# START OF Document passage
Moreover, when a warrant actually issues subsequent to the illegal search, the
government's argument of inevitability is airtight, and the police receive the
benefit of acquiring the evidence earlier than they legally could have and
without complying with the warrant requirement of the fourth amendment.
Admitting primary
evidence on the basis of an inevitable inventory search similarly undermines
the deterrent effect of the exclusionary rule. Many courts recently have
admitted evidence seized in an illegal search because the police inevitably
would have discovered the evidence in an inventory search. An inventory search
is a search conducted for administrative purposes rather than a criminal
investigative purpose.
Because of the
administrative purpose, inventory searches may be conducted without a warrant
or probable cause, but they must be conducted in accordance with established
inventory procedures, and the police cannot have discretion in deciding whether
to conduct such searches. Police routinely conduct inventory searches of
vehicles that have been impounded. It is also normal police practice to conduct
an inventory search at the station-house of any container in the possession of
an arrestee. The inevitability of an inventory search is irrefutable because,
to be non-discretionary, police regulations must require the police to conduct
the search. As a result, if the inevitable discovery rule is applied to primary
evidence, whenever the police are required to conduct an inventory search, they
need not conduct it at the station-house.
They can conduct a search immediately upon arrest in violation of the
constitutional limitations on the scope of a search incident to arrest.
Moreover, the search need not be conducted in accordance with the legally
required procedures that justify the inventory search.
Thus, the application
of the inevitable discovery exception to primary evidence permits the exception
to swallow the exclusionary rule and eviscerates the fourth amendment.
# END OF Document passage
# START OF Provided material
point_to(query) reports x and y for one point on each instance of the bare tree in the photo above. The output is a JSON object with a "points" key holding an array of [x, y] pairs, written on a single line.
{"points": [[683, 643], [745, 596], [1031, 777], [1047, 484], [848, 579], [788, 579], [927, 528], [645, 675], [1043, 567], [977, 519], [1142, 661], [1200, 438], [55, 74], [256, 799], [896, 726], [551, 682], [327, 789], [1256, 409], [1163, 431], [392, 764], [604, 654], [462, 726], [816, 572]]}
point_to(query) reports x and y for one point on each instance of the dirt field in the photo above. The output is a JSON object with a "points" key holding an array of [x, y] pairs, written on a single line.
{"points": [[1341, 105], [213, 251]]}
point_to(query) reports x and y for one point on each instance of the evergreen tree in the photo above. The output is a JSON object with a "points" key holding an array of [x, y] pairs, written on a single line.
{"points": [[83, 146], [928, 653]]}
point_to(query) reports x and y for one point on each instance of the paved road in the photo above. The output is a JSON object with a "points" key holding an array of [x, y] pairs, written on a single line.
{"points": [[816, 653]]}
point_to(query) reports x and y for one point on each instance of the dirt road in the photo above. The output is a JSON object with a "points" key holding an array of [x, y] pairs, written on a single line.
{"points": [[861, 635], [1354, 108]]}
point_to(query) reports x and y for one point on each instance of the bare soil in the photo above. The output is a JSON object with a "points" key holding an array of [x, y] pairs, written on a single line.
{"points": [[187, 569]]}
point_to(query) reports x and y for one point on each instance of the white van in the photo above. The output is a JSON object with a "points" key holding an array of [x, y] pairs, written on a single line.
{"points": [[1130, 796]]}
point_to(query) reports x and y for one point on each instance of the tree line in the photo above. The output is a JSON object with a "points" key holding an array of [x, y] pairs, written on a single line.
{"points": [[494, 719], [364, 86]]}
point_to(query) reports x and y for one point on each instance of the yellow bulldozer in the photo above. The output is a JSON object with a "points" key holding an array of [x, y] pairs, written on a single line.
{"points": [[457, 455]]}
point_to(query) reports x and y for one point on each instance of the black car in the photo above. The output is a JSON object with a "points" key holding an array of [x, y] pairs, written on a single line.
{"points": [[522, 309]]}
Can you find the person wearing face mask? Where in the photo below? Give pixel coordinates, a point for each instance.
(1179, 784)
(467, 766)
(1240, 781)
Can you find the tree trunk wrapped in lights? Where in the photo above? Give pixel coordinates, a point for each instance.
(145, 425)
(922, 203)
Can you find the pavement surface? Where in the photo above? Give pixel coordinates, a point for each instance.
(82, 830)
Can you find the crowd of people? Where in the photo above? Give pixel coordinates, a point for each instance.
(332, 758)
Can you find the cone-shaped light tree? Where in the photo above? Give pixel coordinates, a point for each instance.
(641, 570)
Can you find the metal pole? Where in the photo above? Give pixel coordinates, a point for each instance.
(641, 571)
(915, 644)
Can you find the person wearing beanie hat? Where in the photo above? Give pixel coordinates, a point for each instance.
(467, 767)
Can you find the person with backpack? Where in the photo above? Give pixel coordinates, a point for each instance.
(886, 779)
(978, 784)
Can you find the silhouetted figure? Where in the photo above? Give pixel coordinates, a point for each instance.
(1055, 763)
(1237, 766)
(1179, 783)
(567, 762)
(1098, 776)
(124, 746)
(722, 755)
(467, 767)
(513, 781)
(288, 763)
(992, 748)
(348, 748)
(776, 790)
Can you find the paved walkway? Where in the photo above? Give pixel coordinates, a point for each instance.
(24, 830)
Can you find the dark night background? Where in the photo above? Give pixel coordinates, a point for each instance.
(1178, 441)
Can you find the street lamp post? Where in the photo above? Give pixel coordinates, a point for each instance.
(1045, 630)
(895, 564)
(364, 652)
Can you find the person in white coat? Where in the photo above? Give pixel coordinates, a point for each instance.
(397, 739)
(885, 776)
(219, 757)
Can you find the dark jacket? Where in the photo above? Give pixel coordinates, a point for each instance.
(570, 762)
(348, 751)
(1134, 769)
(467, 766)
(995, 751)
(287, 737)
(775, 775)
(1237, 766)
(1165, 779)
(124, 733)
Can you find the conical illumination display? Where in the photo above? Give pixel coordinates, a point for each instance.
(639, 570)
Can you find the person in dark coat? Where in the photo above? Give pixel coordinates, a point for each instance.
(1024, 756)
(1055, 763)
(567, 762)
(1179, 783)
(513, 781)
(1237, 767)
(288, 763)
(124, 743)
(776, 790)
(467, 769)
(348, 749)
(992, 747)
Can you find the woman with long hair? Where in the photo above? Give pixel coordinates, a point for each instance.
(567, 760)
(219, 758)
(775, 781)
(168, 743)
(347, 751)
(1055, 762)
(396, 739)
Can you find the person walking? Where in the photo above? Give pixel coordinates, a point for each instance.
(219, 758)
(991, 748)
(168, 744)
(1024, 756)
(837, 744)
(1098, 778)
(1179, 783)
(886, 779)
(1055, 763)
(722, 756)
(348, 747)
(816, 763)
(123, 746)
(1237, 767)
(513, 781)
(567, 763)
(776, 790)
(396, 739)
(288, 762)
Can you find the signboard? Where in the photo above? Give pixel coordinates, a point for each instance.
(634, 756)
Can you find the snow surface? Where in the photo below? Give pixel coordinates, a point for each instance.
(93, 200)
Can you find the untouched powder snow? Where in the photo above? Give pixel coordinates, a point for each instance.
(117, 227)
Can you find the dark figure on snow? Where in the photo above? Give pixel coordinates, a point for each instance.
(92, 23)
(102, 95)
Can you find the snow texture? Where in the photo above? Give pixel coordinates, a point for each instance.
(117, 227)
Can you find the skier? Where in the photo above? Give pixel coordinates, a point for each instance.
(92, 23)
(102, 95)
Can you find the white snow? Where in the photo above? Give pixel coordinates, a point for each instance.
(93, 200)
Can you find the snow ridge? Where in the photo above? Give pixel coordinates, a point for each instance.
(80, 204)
# END OF Provided material
- Prompt 1
In the passage on the inevitable discovery exception, what kind of purpose does an inventory search serve, as opposed to a criminal investigative one?
- Prompt 2
Using the passage on the inevitable discovery exception, explain why the inevitability of an inventory search is described as irrefutable.

- Full response 1
An inventory search is conducted for administrative purposes rather than a criminal investigative purpose.

- Full response 2
An inventory search must be non-discretionary. So police regulations must require the police to conduct it, which means the search will always happen.